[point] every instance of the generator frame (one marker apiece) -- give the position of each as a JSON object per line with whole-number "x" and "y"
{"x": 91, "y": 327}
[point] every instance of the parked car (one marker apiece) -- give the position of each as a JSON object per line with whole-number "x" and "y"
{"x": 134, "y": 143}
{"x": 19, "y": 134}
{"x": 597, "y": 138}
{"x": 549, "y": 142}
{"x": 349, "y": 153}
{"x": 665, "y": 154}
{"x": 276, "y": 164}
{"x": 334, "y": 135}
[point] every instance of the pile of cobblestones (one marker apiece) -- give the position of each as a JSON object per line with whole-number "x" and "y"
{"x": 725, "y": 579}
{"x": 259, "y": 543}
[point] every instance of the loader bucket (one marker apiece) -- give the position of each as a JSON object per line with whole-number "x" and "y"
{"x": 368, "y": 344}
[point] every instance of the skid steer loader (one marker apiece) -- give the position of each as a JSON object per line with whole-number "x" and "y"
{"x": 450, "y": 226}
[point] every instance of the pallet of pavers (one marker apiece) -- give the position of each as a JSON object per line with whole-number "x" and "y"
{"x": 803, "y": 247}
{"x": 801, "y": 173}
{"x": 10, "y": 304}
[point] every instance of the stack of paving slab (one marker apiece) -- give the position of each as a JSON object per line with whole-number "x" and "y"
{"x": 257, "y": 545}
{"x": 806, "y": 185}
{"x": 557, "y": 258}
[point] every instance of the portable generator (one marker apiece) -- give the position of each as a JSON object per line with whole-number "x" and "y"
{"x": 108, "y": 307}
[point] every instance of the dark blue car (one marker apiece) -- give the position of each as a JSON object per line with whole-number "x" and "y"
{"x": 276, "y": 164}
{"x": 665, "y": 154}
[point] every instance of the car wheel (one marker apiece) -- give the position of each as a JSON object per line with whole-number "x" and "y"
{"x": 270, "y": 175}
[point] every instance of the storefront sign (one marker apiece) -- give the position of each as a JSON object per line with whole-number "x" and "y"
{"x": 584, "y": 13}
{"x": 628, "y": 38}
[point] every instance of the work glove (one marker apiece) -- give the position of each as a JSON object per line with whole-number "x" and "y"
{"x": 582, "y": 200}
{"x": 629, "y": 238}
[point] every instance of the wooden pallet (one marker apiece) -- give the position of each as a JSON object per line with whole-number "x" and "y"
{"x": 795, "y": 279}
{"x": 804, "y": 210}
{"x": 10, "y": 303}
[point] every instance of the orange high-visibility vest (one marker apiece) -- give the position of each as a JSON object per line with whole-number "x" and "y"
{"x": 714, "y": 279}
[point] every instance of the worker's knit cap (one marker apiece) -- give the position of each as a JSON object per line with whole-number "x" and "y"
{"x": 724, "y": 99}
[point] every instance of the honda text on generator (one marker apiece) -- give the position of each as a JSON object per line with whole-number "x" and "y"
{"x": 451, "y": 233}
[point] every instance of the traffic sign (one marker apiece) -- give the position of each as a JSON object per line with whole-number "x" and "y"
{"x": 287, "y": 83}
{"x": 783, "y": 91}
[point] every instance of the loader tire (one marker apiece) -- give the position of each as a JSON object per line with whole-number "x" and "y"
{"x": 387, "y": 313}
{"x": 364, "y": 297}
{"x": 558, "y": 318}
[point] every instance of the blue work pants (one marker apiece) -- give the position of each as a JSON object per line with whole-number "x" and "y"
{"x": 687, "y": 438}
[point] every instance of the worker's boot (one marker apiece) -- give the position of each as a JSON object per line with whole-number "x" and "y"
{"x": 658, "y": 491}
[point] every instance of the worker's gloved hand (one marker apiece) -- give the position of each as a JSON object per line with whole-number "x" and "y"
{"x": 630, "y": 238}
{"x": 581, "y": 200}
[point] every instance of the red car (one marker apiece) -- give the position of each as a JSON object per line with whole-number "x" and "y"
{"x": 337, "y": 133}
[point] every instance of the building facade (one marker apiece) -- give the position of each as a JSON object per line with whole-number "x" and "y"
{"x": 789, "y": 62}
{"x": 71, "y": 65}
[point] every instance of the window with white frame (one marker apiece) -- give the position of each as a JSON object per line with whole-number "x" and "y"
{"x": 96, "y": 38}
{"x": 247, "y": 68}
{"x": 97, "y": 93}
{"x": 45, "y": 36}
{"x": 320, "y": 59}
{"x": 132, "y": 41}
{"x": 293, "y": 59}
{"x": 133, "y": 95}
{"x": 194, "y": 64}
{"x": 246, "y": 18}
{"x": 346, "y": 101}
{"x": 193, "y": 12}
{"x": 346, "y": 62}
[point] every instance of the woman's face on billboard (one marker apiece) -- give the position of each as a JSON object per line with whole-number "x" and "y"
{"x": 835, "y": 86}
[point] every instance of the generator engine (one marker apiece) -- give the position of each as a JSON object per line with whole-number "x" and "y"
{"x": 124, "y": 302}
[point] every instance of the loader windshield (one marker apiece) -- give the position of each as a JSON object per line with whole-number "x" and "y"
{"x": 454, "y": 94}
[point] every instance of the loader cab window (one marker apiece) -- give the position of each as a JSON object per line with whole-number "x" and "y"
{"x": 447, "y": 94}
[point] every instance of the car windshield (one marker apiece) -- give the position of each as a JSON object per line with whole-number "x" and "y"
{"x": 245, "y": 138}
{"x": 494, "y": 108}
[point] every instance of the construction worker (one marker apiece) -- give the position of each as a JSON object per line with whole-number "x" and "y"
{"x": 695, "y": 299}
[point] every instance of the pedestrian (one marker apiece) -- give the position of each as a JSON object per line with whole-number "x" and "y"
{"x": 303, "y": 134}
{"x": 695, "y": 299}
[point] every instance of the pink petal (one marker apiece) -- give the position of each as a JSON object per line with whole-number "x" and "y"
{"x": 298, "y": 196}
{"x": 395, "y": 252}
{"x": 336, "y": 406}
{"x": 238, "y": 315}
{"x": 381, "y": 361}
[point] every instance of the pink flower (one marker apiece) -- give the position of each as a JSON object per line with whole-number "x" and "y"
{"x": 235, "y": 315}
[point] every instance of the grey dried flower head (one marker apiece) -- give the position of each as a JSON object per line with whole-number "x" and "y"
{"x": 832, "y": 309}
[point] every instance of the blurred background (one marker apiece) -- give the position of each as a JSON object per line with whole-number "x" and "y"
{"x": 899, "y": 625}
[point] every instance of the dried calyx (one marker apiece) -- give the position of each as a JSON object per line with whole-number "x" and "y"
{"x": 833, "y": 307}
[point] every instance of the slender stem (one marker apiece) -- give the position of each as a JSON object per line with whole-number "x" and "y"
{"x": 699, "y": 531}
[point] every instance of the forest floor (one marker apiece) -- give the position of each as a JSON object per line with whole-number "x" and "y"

- - - - - - -

● **Given problem**: Rescale the entries from the line containing "[point] every instance of the slender" through the end of the entries, both included: repeat each line, requests too, multiplying every x and y coordinate in the answers by 1.95 and rounding to whole numbers with halves rounded up. Leave the request lines and their format samples unchanged, and output only these lines.

● **Solution to this task**:
[point] every instance of the slender stem (one marker apiece) -- give the position of each as a JSON object per line with whole-number "x" and "y"
{"x": 1363, "y": 1035}
[point] every instance of the forest floor (one marker apiece) -- give the position of each as a JSON object per line with whole-number "x" and "y"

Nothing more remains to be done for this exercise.